### Consegne
a) Stampa il brano a partire da "RACCONTI LONDINESI, e" e fino a "farmi conoscere Doris Lessing.".
b) Per ciascuna affermazione indica se concorda con il brano (sì o no), citando esattamente le parole del brano che lo stabiliscono. (i) In biblioteca chi scrive trovò «Il diario di Jane Somers». (ii) Doris Lessing ha scritto meno di 50 romanzi. (iii) Chi scrive possiede diversi libri della Lessing.

### Brano proposto
⟨
RACCONTI LONDINESI, e l'osservazione spietata della vita
pubblicato da: admin - 15 Dicembre, 2010 @ 7:49 pmFu la prima insegnante di pianoforte di Stefania, la simpatica scozzese Jennifer, a farmi conoscere Doris Lessing.
“Ma come, una lettrice come te, non ha ancora letto la Lessing?” Sto parlando di tanti anni fa. Subito corsi in biblioteca. Trovai “Il diario di Jane Somers”. Rivelazione, innamoramento. Le tematiche affrontate, il modo crudo e realistico del racconto mi affascinarono. Il rapporto tra la ancora giovane Janna –  Jane - appena rimasta vedova e la dispotica, vecchia , brutta e solitaria  Maude è indimenticabile. Nessuna retorica, ma la consapevolezza delle nostre miserie umane, siano esse l’egoismo e la disattenzione verso gli altri, sia l’inevitabile decadimento fisico. Ci sono su Internet fiumi di recensioni e riassunti di questo romanzo. Ciò che mi colpì, a suo tempo, fu proprio lo sforzo che Jane si impone per aiutare Maude che  in certi momenti risulta quasi repellente,  e quanto sia difficile, tutto sommato, aiutare e farsi aiutare.
Proseguii con la letture dei romanzi della Lessing – ne ha scritti più di 50 – entrando nel mondo di un suo  altro personaggio che vive in Sudafrica, Martha Quest.
 E non poteva mancare il suo libro sui gatti. Doris Lessing ha convissuto con gatti, come sto facendo io con Mimilla.
 L’unico libro che posseggo invece è questo “Racconti londinesi“, comprato perchè pensavo alla “mia swinging London” di fine anni ’60. Infatti, ancor prima di leggerlo, ne regalai una copia alla mia “compagna di avventure”, Giuliana. Diversa atmosfera. Noi, spensierate ventenni alla pari, il cui solo compito era di accudire qualche bebè , di seguire un corso di lingua e poi andare alla ricerca dei Beatles, di amici, di gadget londinesi, di mostre, di tutto ciò che era il nostro vissuto letterario inglese. Eravamo delle osservatrici ilari, gioiose, per cui tutto sembrava bello: gli speakers  nell’Hyde Park corner, il teatro, gli incontri al British Council, le passeggiate fra i monumenti di una Londra che era, e per noi è tuttora, parte di un giovanile sogno mai ripudiato.
⟩
### Materiale fornito
⟨
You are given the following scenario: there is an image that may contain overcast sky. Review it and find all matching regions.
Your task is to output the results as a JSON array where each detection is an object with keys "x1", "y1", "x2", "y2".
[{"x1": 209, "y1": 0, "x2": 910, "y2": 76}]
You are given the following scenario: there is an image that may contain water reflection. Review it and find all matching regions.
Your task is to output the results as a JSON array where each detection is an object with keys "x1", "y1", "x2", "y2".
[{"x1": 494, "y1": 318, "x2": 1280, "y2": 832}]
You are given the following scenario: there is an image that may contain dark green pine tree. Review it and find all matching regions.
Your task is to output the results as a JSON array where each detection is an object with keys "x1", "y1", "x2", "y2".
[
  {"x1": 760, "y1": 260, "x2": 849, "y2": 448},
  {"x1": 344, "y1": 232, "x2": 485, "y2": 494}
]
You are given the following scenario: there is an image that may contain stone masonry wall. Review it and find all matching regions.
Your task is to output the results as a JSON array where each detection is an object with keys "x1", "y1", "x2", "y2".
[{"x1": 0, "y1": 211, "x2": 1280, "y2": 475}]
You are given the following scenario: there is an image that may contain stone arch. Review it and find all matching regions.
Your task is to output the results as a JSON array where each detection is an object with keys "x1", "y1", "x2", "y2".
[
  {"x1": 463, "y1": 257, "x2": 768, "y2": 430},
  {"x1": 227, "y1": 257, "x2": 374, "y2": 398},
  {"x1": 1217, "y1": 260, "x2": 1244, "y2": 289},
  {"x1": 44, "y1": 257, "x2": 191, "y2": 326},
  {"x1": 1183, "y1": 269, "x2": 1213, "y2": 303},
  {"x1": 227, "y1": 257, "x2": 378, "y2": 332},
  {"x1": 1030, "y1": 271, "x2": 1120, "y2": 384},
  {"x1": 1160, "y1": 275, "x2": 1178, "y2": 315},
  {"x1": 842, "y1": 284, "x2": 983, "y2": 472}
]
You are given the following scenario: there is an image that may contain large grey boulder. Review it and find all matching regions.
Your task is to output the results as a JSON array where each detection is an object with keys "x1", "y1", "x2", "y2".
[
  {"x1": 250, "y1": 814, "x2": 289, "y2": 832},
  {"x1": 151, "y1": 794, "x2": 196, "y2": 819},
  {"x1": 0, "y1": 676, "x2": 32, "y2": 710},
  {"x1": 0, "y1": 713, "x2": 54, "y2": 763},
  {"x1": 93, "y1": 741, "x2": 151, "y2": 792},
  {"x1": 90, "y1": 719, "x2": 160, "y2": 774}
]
⟩
### Soluzioni in ordine
a)
RACCONTI LONDINESI, e l'osservazione spietata della vita
pubblicato da: admin - 15 Dicembre, 2010 @ 7:49 pmFu la prima insegnante di pianoforte di Stefania, la simpatica scozzese Jennifer, a farmi conoscere Doris Lessing.

b)
(i) Sì: «Trovai “Il diario di Jane Somers”».
(ii) No: «ne ha scritti più di 50».
(iii) No: «L’unico libro che posseggo invece è questo “Racconti londinesi“».